## Begin

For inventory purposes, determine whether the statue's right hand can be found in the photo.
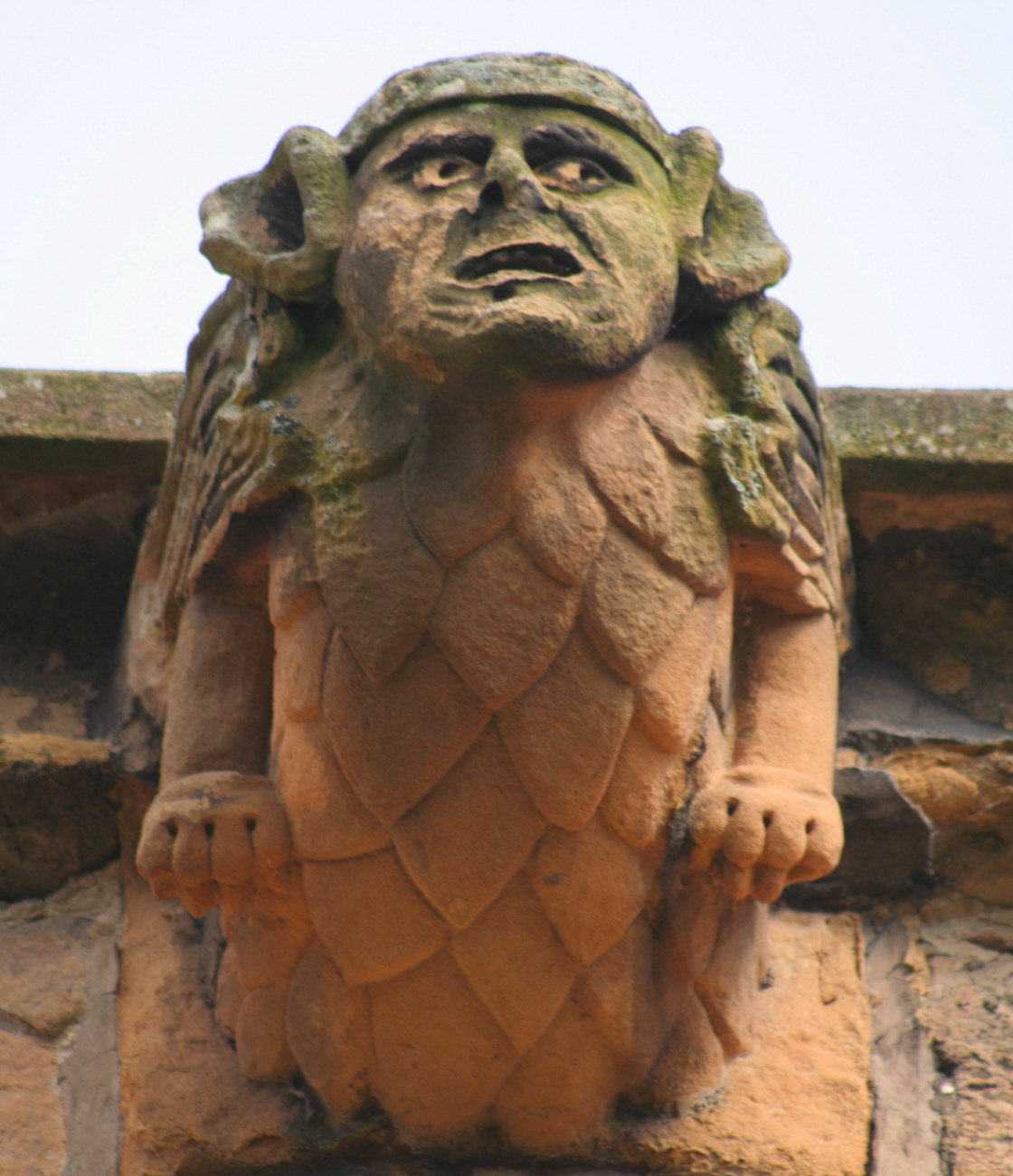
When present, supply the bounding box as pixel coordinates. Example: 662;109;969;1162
137;772;291;918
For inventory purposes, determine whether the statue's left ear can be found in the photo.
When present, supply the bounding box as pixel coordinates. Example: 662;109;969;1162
672;127;790;315
201;127;348;302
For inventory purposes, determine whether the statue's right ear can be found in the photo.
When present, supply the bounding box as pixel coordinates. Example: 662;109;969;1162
201;127;348;302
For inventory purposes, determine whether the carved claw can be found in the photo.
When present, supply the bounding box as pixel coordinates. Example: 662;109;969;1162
690;765;844;902
137;772;291;918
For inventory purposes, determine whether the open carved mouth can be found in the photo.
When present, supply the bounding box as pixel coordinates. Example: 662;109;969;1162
457;244;582;281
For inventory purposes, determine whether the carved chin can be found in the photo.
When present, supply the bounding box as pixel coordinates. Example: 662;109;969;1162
383;282;671;379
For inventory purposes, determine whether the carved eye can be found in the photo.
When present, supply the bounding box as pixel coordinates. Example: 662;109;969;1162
538;159;612;192
412;156;480;192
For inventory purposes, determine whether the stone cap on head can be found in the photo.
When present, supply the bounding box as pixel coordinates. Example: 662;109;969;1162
337;53;671;172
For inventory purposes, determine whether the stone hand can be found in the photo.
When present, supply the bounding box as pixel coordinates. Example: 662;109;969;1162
137;772;291;918
690;764;844;902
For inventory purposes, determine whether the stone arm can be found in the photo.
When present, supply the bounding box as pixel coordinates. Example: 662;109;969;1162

## End

- Your instructions: How many lines of the records above contain the word "right", with case taken into account? Reply with the number alone.

- Problem solution: 2